**Material provided**
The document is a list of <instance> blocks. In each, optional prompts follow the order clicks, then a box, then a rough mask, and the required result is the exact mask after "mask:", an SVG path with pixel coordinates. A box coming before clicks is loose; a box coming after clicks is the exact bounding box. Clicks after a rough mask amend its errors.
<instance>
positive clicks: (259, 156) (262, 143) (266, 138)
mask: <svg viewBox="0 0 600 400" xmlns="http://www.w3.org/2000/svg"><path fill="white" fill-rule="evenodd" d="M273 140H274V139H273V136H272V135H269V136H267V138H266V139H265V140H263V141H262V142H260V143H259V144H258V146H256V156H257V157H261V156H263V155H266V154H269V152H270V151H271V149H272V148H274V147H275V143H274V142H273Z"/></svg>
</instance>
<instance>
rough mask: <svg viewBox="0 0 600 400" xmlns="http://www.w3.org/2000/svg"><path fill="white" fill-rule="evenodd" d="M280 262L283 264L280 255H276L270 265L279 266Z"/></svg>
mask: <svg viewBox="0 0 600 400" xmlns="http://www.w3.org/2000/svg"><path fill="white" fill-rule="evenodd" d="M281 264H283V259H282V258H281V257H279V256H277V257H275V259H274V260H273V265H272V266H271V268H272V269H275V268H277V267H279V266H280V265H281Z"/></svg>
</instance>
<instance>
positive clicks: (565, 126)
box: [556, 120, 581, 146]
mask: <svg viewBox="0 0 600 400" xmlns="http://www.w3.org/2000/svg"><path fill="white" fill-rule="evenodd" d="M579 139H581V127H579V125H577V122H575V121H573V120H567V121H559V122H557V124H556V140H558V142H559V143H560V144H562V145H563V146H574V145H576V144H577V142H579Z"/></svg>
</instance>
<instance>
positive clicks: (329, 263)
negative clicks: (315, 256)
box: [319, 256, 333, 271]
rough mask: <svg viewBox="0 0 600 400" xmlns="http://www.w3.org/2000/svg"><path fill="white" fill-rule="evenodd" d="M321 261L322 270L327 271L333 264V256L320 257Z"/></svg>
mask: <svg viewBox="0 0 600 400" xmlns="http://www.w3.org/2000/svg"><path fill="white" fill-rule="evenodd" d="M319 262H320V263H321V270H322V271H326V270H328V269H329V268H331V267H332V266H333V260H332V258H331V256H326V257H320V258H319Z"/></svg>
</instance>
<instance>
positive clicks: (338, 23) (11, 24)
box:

**Your goal**
All records should be returned verbatim, none left out.

**Solution for this problem**
The document is a list of <instance> blocks. In each, optional prompts follow the order clicks, then a box, then a rough mask, and the required result is the exact mask after "mask:", an SVG path with pixel coordinates. A box coming before clicks is loose; a box coming after clicks is the exact bounding box. Clicks after a rough mask amend its errors.
<instance>
positive clicks: (259, 156) (262, 143) (266, 138)
mask: <svg viewBox="0 0 600 400" xmlns="http://www.w3.org/2000/svg"><path fill="white" fill-rule="evenodd" d="M273 140H274V139H273V136H272V135H269V136H267V138H266V139H265V140H263V141H262V142H260V143H259V144H258V146H256V156H257V157H261V156H263V155H266V154H269V152H270V151H271V149H272V148H274V147H275V143H274V142H273Z"/></svg>
</instance>
<instance>
rough mask: <svg viewBox="0 0 600 400" xmlns="http://www.w3.org/2000/svg"><path fill="white" fill-rule="evenodd" d="M280 262L283 264L280 255H276L270 265L279 266Z"/></svg>
mask: <svg viewBox="0 0 600 400" xmlns="http://www.w3.org/2000/svg"><path fill="white" fill-rule="evenodd" d="M281 264H283V259H282V258H281V257H279V256H277V257H275V259H274V260H273V265H272V266H271V268H272V269H275V268H277V267H279V266H280V265H281Z"/></svg>
</instance>
<instance>
positive clicks: (565, 126)
box: [556, 120, 581, 146]
mask: <svg viewBox="0 0 600 400" xmlns="http://www.w3.org/2000/svg"><path fill="white" fill-rule="evenodd" d="M579 139H581V127H579V125H577V122H575V121H573V120H567V121H559V122H557V124H556V140H558V142H559V143H560V144H562V145H563V146H574V145H576V144H577V142H579Z"/></svg>
</instance>
<instance>
positive clicks: (329, 263)
negative clicks: (315, 256)
box: [319, 256, 333, 271]
rough mask: <svg viewBox="0 0 600 400" xmlns="http://www.w3.org/2000/svg"><path fill="white" fill-rule="evenodd" d="M321 261L322 270L327 271L333 264V256L320 257Z"/></svg>
mask: <svg viewBox="0 0 600 400" xmlns="http://www.w3.org/2000/svg"><path fill="white" fill-rule="evenodd" d="M319 262H320V263H321V270H322V271H326V270H328V269H329V268H331V267H332V266H333V260H332V258H331V256H326V257H320V258H319Z"/></svg>
</instance>
<instance>
positive clicks: (338, 23) (11, 24)
box:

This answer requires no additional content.